WORK INSTRUCTIONS: Rewrite all of the entries below with every "point out" replaced by "mark", leaving everything else unchanged.

PROVIDED INFORMATION:
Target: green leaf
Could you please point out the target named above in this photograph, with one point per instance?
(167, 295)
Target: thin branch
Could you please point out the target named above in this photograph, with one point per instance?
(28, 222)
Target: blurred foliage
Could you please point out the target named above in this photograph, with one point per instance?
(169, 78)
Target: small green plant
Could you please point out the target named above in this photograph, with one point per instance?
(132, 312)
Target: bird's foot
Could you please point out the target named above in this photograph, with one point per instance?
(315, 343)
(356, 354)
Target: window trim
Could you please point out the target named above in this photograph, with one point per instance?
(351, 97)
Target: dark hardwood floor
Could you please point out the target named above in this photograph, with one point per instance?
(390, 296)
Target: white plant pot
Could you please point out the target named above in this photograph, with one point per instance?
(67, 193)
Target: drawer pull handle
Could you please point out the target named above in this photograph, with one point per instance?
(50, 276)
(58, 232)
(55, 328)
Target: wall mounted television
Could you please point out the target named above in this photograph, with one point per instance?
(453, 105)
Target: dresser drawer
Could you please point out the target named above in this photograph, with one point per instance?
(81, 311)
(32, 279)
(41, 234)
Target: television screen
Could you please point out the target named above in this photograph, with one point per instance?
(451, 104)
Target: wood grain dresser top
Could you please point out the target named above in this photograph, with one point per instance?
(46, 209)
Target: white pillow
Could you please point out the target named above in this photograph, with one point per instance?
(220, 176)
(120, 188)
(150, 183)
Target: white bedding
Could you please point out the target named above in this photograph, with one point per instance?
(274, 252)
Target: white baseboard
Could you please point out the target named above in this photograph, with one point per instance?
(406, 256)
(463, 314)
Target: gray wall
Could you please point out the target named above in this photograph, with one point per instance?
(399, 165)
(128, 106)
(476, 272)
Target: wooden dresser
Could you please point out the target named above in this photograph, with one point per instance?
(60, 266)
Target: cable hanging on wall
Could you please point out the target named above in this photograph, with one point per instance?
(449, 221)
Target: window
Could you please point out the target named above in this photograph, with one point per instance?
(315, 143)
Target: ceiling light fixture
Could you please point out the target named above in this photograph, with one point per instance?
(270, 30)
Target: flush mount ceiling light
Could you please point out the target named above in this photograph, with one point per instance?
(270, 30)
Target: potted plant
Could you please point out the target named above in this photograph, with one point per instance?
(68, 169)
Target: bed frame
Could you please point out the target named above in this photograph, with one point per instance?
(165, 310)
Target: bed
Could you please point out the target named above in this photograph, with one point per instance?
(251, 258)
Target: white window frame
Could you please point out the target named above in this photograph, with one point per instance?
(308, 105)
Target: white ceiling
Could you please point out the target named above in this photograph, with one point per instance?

EXERCISE OUTPUT:
Target: green leaf
Could you please mark the target named above in this photograph, with one point per instance?
(167, 295)
Target: thin branch
Could you please mark the target named above in this photograph, with one point per instance?
(28, 222)
Target: blurred foliage
Could you please mark the target named above in this photograph, with one point per instance?
(169, 78)
Target: small green plant
Could you please mark the target named above in this photograph, with one point per instance?
(132, 312)
Target: bird's foot
Could you please mark the target named above in this photograph, with one point per instance?
(315, 343)
(356, 354)
Target: window trim
Could you please mark the target named above in this photograph, with one point per instance?
(351, 97)
Target: dark hardwood floor
Could you please mark the target named above in this photograph, with one point per instance?
(390, 296)
Target: white plant pot
Could you please mark the target named above in this photograph, with one point per instance?
(67, 193)
Target: drawer pull handle
Could you please mark the target named above in this photograph, with one point per instance?
(50, 276)
(58, 232)
(55, 328)
Target: wall mounted television
Could you please mark the target named above in this photograph, with one point per instance?
(453, 105)
Target: dresser drawer
Could you please mark the target named above in this photograph, with one point per instance?
(81, 311)
(32, 279)
(41, 234)
Target: television screen
Could you please mark the target named above in this photograph, with one point per instance?
(451, 104)
Target: wood grain dresser top
Could you please mark the target named above in this photograph, with one point per instance?
(46, 209)
Target: white pillow
Could you please mark the target named above in this photograph, with one point per instance?
(220, 176)
(120, 188)
(150, 183)
Target: white bedding
Could you please mark the target named above in this photograph, with one point per instance?
(274, 252)
Target: white baseboard
Could you please mark the target named above in this photograph, with one point per instance?
(406, 256)
(463, 314)
Target: gray wall
Could you please mark the target named above in this photograph, with one point per instance?
(399, 165)
(128, 106)
(476, 272)
Target: wooden dresser
Could you please mark the target named above in this photograph, with one point per instance?
(60, 266)
Target: cable hanging on wall
Could you please mark the target named above in this photograph, with one point per instance?
(449, 221)
Target: window
Could you please mark the target named above in this photograph, with one point per instance?
(315, 143)
Target: ceiling light fixture
Could you please mark the target named above in this photograph, with one point per instance?
(270, 30)
Target: flush mount ceiling light
Could you please mark the target named above in this photograph, with one point per instance?
(270, 30)
Target: potted plant
Could you please mark the target named above in this photograph, with one point per instance?
(68, 169)
Target: bed frame
Could you please mark the target named above in this photograph, with one point per instance?
(165, 310)
Target: bed
Could you please mark the target named above in this photograph, with one point per instance?
(251, 258)
Target: white window frame
Could you please mark the target named above in this photograph, with one point per instance?
(308, 105)
Target: white ceiling
Could you please mark the target named above in this photograph, with one point per instance?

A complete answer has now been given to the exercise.